Отрывок >>

------

Тут я напомнил Гиммлеру гороскоп Гитлера: «Гитлер не умрет от рук убийцы, — сказал я. — Его созвездия предсказывают таинственную смерть. Вас ждет удача, если вы его арестуете».
«Но как я могу арестовать фюрера, если он сейчас болен?» — возразил Гиммлер. Затем повторил свое знаменитое изречение, которое нам не раз приходилось слышать: «Свои войска СС я создал на основе преданности. И этим принципом не могу поступиться». А потом Генрих Гиммлер, человек, чье имя наводило страх и ужас на миллионы людей, сказал сокрушенно, почти жалобно: «Признаюсь честно, господа, — я просто не могу этого сделать!»
Гиммлер никогда по-настоящему не занимался этим грандиозным планом, исполнение которого положило бы конец войне, дало человечеству мир и покой. Гиммлеру не хватило силы воли пожертвовать собой во имя страны, совершить то, что ждали от него миллионы немецких солдат. Не было в нем мужества закаленного ветерана, способного волевым поступком прекратить кровопролитие. От своих эсэсовцев он требовал жертвенности, но где было его самопожертвование? Не нужно было особой проницательности, чтобы понять: от Генриха Гиммлера бесполезно ждать волевого поступка, который бы облегчил участь сограждан.

------

Данные >>
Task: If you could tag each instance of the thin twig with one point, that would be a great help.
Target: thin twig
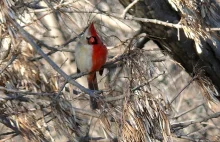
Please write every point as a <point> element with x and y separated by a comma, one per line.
<point>182,125</point>
<point>179,115</point>
<point>9,62</point>
<point>183,89</point>
<point>150,80</point>
<point>28,38</point>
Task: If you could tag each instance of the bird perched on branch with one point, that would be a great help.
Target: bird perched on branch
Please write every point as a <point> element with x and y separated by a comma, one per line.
<point>90,56</point>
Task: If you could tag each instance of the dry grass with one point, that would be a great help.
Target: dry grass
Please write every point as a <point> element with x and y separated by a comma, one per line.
<point>146,95</point>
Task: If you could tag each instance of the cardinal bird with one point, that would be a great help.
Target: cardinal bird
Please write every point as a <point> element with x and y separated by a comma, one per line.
<point>90,56</point>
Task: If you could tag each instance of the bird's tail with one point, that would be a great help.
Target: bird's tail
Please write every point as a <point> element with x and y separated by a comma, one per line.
<point>93,85</point>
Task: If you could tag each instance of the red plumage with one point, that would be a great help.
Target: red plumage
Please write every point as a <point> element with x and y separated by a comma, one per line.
<point>91,58</point>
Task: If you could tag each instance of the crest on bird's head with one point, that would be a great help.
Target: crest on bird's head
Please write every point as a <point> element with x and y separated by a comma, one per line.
<point>90,36</point>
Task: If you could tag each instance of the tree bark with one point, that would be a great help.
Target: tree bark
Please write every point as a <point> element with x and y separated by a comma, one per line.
<point>183,50</point>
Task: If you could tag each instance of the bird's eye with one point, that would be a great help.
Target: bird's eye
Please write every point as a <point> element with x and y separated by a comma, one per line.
<point>92,40</point>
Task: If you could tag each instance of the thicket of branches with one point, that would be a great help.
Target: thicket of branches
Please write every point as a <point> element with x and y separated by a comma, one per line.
<point>145,95</point>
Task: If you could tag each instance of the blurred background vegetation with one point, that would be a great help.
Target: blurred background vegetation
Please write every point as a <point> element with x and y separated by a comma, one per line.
<point>155,85</point>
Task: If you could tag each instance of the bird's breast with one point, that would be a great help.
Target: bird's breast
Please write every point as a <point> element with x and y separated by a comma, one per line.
<point>83,57</point>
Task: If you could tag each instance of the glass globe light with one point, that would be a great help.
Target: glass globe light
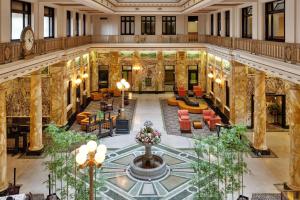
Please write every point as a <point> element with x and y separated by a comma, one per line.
<point>119,85</point>
<point>101,148</point>
<point>99,157</point>
<point>81,158</point>
<point>123,81</point>
<point>91,146</point>
<point>83,149</point>
<point>127,86</point>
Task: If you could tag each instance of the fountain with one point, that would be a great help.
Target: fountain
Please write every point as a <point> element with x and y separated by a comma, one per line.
<point>148,166</point>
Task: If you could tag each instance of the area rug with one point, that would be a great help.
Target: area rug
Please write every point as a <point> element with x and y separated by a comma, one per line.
<point>94,106</point>
<point>266,196</point>
<point>171,123</point>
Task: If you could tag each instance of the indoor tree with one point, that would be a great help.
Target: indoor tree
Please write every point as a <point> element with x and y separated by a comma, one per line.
<point>66,179</point>
<point>220,165</point>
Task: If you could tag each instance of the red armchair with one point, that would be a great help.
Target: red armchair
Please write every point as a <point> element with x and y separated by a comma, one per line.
<point>197,91</point>
<point>207,115</point>
<point>213,122</point>
<point>184,121</point>
<point>181,92</point>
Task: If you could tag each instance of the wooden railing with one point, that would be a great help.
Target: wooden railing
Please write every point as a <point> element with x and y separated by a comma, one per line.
<point>278,50</point>
<point>12,51</point>
<point>148,39</point>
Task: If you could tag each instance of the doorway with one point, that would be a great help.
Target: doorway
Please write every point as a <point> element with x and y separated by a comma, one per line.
<point>276,111</point>
<point>192,76</point>
<point>193,28</point>
<point>103,76</point>
<point>169,78</point>
<point>127,74</point>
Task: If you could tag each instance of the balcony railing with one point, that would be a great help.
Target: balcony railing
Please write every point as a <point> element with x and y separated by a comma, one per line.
<point>12,51</point>
<point>287,52</point>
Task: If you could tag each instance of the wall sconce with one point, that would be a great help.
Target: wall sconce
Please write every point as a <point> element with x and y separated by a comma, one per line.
<point>78,81</point>
<point>136,68</point>
<point>210,75</point>
<point>218,80</point>
<point>85,75</point>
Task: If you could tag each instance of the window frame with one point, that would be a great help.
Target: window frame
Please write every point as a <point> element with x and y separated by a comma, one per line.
<point>212,24</point>
<point>125,21</point>
<point>51,14</point>
<point>245,16</point>
<point>77,19</point>
<point>272,12</point>
<point>23,12</point>
<point>84,24</point>
<point>227,23</point>
<point>167,28</point>
<point>145,21</point>
<point>69,24</point>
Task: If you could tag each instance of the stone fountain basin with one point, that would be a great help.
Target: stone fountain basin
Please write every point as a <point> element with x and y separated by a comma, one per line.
<point>157,172</point>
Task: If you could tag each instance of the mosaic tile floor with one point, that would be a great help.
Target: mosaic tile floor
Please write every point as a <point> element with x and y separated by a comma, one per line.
<point>172,125</point>
<point>176,185</point>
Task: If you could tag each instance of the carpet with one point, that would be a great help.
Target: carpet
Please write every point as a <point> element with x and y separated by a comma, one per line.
<point>171,123</point>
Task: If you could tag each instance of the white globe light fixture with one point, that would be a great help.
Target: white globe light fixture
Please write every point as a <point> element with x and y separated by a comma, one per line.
<point>91,155</point>
<point>123,85</point>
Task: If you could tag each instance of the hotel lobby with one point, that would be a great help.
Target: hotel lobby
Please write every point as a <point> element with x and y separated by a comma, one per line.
<point>149,99</point>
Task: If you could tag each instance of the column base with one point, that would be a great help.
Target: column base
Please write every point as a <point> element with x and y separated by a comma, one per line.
<point>260,152</point>
<point>35,153</point>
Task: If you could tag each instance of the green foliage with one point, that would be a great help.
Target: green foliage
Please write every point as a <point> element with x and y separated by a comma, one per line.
<point>67,180</point>
<point>220,164</point>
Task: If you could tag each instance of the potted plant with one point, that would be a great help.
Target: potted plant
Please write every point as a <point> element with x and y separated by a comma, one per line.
<point>220,163</point>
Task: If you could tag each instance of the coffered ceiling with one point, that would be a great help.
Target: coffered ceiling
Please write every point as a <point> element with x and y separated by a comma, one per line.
<point>148,6</point>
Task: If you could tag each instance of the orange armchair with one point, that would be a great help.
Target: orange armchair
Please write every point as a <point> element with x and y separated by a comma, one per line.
<point>197,91</point>
<point>96,96</point>
<point>184,121</point>
<point>213,122</point>
<point>181,92</point>
<point>207,115</point>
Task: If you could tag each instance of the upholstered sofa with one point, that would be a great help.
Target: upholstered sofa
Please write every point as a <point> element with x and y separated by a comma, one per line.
<point>181,92</point>
<point>197,91</point>
<point>184,121</point>
<point>96,96</point>
<point>81,116</point>
<point>208,114</point>
<point>213,122</point>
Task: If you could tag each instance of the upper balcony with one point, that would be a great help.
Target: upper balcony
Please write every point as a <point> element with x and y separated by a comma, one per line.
<point>287,52</point>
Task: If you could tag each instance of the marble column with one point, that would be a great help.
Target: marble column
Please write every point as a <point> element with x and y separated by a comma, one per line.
<point>181,70</point>
<point>94,72</point>
<point>259,136</point>
<point>238,93</point>
<point>3,141</point>
<point>115,71</point>
<point>58,92</point>
<point>36,125</point>
<point>294,96</point>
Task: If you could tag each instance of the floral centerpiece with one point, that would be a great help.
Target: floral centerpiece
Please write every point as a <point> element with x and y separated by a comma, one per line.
<point>147,135</point>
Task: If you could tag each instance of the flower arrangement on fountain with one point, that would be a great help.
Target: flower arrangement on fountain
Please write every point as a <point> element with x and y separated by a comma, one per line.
<point>147,135</point>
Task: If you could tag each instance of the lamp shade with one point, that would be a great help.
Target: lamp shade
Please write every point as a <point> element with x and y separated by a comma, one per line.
<point>81,158</point>
<point>99,157</point>
<point>91,146</point>
<point>119,85</point>
<point>127,85</point>
<point>83,149</point>
<point>123,81</point>
<point>101,148</point>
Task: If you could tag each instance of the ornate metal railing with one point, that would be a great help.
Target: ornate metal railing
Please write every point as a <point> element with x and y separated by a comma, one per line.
<point>287,52</point>
<point>12,51</point>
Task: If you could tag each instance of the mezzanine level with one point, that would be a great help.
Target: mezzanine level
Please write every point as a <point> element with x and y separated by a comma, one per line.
<point>287,52</point>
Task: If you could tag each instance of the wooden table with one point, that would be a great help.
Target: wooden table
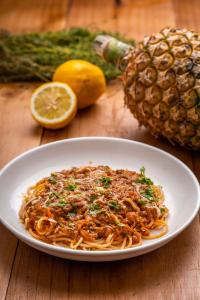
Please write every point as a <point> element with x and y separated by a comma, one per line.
<point>172,272</point>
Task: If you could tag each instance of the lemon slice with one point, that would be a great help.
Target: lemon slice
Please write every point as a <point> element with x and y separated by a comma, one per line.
<point>53,105</point>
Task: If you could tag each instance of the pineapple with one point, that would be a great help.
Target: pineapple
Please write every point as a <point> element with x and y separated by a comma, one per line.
<point>161,82</point>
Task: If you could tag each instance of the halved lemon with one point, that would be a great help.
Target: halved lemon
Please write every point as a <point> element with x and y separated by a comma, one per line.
<point>53,105</point>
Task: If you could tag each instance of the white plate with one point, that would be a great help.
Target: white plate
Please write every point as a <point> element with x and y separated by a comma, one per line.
<point>180,186</point>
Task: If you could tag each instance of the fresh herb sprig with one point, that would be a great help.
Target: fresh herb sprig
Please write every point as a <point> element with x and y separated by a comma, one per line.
<point>35,56</point>
<point>143,179</point>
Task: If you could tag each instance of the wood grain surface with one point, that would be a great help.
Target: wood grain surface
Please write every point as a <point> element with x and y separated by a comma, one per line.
<point>173,271</point>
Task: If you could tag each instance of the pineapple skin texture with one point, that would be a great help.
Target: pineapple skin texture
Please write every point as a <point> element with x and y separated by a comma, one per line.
<point>162,85</point>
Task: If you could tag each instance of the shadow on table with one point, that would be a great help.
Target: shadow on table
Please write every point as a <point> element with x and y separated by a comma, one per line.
<point>46,276</point>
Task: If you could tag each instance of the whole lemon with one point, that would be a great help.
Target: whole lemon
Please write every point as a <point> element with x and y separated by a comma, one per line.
<point>86,80</point>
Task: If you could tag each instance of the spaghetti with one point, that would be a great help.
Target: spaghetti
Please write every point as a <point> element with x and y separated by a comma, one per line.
<point>95,208</point>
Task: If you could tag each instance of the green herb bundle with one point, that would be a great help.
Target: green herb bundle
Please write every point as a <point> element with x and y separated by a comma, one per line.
<point>35,56</point>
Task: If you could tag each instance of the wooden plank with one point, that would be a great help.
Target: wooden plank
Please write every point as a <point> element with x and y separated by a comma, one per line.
<point>109,118</point>
<point>38,15</point>
<point>189,20</point>
<point>138,18</point>
<point>173,268</point>
<point>18,133</point>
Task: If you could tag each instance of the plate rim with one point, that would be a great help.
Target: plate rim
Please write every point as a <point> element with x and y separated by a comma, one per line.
<point>62,250</point>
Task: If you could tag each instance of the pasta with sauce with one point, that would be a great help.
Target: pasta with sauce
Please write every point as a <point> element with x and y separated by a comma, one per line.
<point>95,208</point>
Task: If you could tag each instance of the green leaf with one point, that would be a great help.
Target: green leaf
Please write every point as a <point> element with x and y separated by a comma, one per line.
<point>94,209</point>
<point>113,204</point>
<point>144,180</point>
<point>148,193</point>
<point>93,197</point>
<point>142,171</point>
<point>72,213</point>
<point>52,179</point>
<point>61,203</point>
<point>141,202</point>
<point>106,181</point>
<point>71,187</point>
<point>162,210</point>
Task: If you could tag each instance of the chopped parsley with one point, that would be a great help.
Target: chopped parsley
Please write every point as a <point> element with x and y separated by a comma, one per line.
<point>100,189</point>
<point>141,202</point>
<point>106,181</point>
<point>71,214</point>
<point>52,179</point>
<point>148,193</point>
<point>70,225</point>
<point>54,194</point>
<point>143,179</point>
<point>93,197</point>
<point>162,210</point>
<point>71,187</point>
<point>61,203</point>
<point>142,171</point>
<point>113,204</point>
<point>121,224</point>
<point>94,209</point>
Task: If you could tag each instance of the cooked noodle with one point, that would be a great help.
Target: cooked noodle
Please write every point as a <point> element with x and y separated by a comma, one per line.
<point>95,208</point>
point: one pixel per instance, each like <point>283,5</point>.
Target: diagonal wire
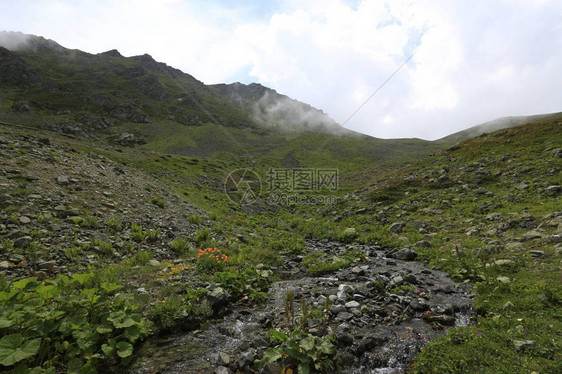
<point>222,126</point>
<point>378,89</point>
<point>327,136</point>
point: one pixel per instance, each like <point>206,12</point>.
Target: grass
<point>437,213</point>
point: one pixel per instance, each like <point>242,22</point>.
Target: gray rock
<point>537,253</point>
<point>223,359</point>
<point>397,280</point>
<point>346,288</point>
<point>22,241</point>
<point>63,180</point>
<point>246,359</point>
<point>522,345</point>
<point>217,298</point>
<point>24,220</point>
<point>343,339</point>
<point>531,235</point>
<point>337,309</point>
<point>222,370</point>
<point>553,190</point>
<point>396,227</point>
<point>503,279</point>
<point>344,316</point>
<point>406,255</point>
<point>442,319</point>
<point>154,263</point>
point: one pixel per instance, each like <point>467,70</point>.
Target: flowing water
<point>378,332</point>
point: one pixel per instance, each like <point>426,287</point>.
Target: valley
<point>122,248</point>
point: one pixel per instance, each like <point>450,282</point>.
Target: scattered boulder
<point>396,227</point>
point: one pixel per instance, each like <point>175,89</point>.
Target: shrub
<point>152,235</point>
<point>68,324</point>
<point>159,203</point>
<point>195,219</point>
<point>298,349</point>
<point>89,222</point>
<point>137,234</point>
<point>114,224</point>
<point>211,260</point>
<point>179,244</point>
<point>202,235</point>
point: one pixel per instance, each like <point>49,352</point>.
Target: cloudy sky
<point>473,61</point>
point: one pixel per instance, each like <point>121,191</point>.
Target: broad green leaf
<point>304,369</point>
<point>104,329</point>
<point>127,322</point>
<point>110,287</point>
<point>307,343</point>
<point>33,303</point>
<point>132,333</point>
<point>14,348</point>
<point>5,323</point>
<point>77,321</point>
<point>124,349</point>
<point>107,349</point>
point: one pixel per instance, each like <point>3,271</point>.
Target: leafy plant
<point>300,352</point>
<point>202,235</point>
<point>211,260</point>
<point>179,244</point>
<point>195,219</point>
<point>67,323</point>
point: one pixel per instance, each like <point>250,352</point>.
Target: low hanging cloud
<point>289,115</point>
<point>473,61</point>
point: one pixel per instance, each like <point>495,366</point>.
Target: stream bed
<point>382,310</point>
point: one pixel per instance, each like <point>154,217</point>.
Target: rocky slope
<point>65,208</point>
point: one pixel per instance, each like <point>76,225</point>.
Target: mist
<point>288,115</point>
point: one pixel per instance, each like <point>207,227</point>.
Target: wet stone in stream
<point>376,330</point>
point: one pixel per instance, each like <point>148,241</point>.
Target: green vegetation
<point>74,323</point>
<point>486,211</point>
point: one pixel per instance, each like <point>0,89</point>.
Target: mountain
<point>163,252</point>
<point>494,125</point>
<point>106,95</point>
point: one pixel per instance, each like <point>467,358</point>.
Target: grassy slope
<point>439,214</point>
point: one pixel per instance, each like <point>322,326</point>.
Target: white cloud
<point>474,61</point>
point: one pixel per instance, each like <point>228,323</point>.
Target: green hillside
<point>157,251</point>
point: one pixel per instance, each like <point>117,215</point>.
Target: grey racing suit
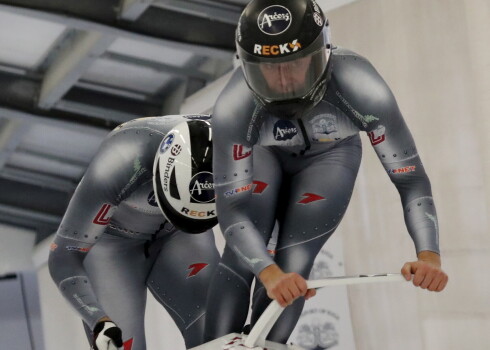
<point>114,243</point>
<point>304,175</point>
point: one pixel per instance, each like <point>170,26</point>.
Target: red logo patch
<point>376,140</point>
<point>195,268</point>
<point>101,218</point>
<point>310,197</point>
<point>239,153</point>
<point>259,187</point>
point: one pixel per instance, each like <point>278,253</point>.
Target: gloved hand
<point>107,336</point>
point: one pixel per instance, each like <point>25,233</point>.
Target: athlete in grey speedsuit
<point>299,105</point>
<point>114,243</point>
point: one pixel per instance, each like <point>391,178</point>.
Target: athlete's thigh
<point>180,277</point>
<point>117,269</point>
<point>267,179</point>
<point>318,198</point>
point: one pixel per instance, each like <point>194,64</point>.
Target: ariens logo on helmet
<point>167,142</point>
<point>276,50</point>
<point>201,187</point>
<point>274,20</point>
<point>183,177</point>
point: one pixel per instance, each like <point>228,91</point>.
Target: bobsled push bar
<point>256,339</point>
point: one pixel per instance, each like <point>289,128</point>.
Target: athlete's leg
<point>180,277</point>
<point>229,292</point>
<point>117,268</point>
<point>318,198</point>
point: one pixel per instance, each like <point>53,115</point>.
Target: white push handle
<point>269,317</point>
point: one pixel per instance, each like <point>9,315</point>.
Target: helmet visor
<point>285,80</point>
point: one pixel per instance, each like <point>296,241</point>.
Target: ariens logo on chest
<point>277,50</point>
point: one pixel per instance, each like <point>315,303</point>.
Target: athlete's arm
<point>235,131</point>
<point>374,107</point>
<point>82,226</point>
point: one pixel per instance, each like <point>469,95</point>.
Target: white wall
<point>435,56</point>
<point>15,248</point>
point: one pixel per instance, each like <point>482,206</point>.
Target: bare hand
<point>427,272</point>
<point>284,287</point>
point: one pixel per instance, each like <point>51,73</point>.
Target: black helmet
<point>284,48</point>
<point>183,177</point>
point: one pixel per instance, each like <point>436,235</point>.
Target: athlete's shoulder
<point>357,81</point>
<point>235,102</point>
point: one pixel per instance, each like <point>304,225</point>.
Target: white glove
<point>107,336</point>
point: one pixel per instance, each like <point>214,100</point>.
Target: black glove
<point>107,336</point>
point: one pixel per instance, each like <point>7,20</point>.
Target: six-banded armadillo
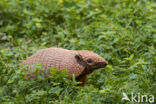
<point>81,62</point>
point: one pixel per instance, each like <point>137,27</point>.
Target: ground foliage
<point>121,31</point>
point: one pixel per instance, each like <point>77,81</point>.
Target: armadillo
<point>77,62</point>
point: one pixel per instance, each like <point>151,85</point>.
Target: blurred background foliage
<point>121,31</point>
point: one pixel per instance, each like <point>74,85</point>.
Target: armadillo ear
<point>78,57</point>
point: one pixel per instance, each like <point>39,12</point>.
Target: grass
<point>121,31</point>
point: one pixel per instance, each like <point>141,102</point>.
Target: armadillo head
<point>90,60</point>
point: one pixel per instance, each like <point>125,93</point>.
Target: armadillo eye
<point>89,61</point>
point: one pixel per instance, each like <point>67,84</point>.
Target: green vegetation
<point>121,31</point>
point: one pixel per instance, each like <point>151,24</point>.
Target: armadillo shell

------

Задание >>
Ответьте на вопросы по отрывку о Гиммлере:
1. Какую смерть предсказывали созвездия Гитлера?
2. На какой основе, по словам Гиммлера, он создал свои войска СС?
3. Чего Гиммлер требовал от своих эсэсовцев?
Список никак не связан с отрывком.

Ответ >>
1. Таинственную смерть.
2. На основе преданности.
3. Жертвенности.